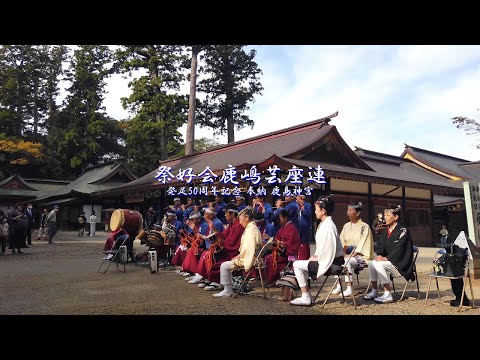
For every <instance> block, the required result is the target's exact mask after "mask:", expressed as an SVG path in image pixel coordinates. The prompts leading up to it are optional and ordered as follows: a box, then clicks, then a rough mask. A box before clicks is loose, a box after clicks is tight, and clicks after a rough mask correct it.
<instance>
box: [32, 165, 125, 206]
mask: <svg viewBox="0 0 480 360" xmlns="http://www.w3.org/2000/svg"><path fill="white" fill-rule="evenodd" d="M120 169H122V170H123V171H124V172H125V173H126V174H128V175H127V176H129V177H130V178H131V177H133V176H134V175H133V174H131V172H130V170H129V169H128V167H127V166H126V164H124V163H123V162H119V163H107V164H103V165H101V166H99V165H97V166H95V167H92V168H89V169H87V170H86V171H85V172H84V173H83V174H82V175H81V176H80V177H79V178H77V179H76V180H74V181H72V182H71V183H69V184H67V185H65V186H64V187H62V188H60V189H58V190H54V191H52V192H50V193H47V194H45V195H44V196H42V197H40V198H38V199H37V200H45V199H48V198H58V197H63V196H65V195H68V194H75V193H77V194H92V193H93V192H98V191H103V190H107V189H111V188H112V187H116V186H118V184H117V183H109V182H106V183H105V184H101V183H100V184H99V183H98V182H100V181H102V180H105V179H108V178H109V176H111V175H112V174H114V173H116V172H117V171H119V170H120Z"/></svg>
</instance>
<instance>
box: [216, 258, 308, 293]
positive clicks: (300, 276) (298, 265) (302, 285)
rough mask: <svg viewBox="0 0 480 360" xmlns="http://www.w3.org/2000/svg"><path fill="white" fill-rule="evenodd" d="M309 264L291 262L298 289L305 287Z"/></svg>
* * * * * * *
◆ **Task item**:
Write out the listing word for word, omitting the pictures it holds.

◆ **Solution below**:
For every <instance> block, the required result is the target's exact mask after "mask:", expressed as an SVG path in image pixel coordinates. The prompts leading up to it are optional and ordered as follows: a box, then clicks, then a rough mask. A box before clicks is loose, a box after clicks is tight, and clicks after a rough mask correct it.
<instance>
box: [32, 165, 125, 206]
mask: <svg viewBox="0 0 480 360" xmlns="http://www.w3.org/2000/svg"><path fill="white" fill-rule="evenodd" d="M120 169H122V170H123V171H124V172H125V173H126V174H128V175H127V176H129V177H130V178H131V177H133V176H134V175H133V174H131V172H130V170H129V169H128V167H127V166H126V164H124V163H123V162H119V163H107V164H103V165H101V166H99V165H97V166H95V167H92V168H89V169H87V170H86V171H85V172H84V173H83V174H82V175H81V176H80V177H79V178H77V179H76V180H74V181H72V182H71V183H69V184H67V185H65V186H64V187H62V188H60V189H58V190H54V191H52V192H50V193H47V194H45V195H44V196H42V197H40V198H38V199H37V200H45V199H48V198H58V197H63V196H65V195H68V194H75V193H77V194H92V193H93V192H98V191H103V190H107V189H111V188H112V187H116V186H118V184H117V183H109V182H106V183H105V184H101V183H100V184H99V183H98V182H100V181H102V180H105V179H108V178H109V176H111V175H112V174H114V173H116V172H117V171H119V170H120Z"/></svg>
</instance>
<instance>
box: [216, 258, 308, 293]
positive clicks: (300, 276) (298, 265) (302, 285)
rough mask: <svg viewBox="0 0 480 360" xmlns="http://www.w3.org/2000/svg"><path fill="white" fill-rule="evenodd" d="M309 264L291 262L298 289L305 287Z"/></svg>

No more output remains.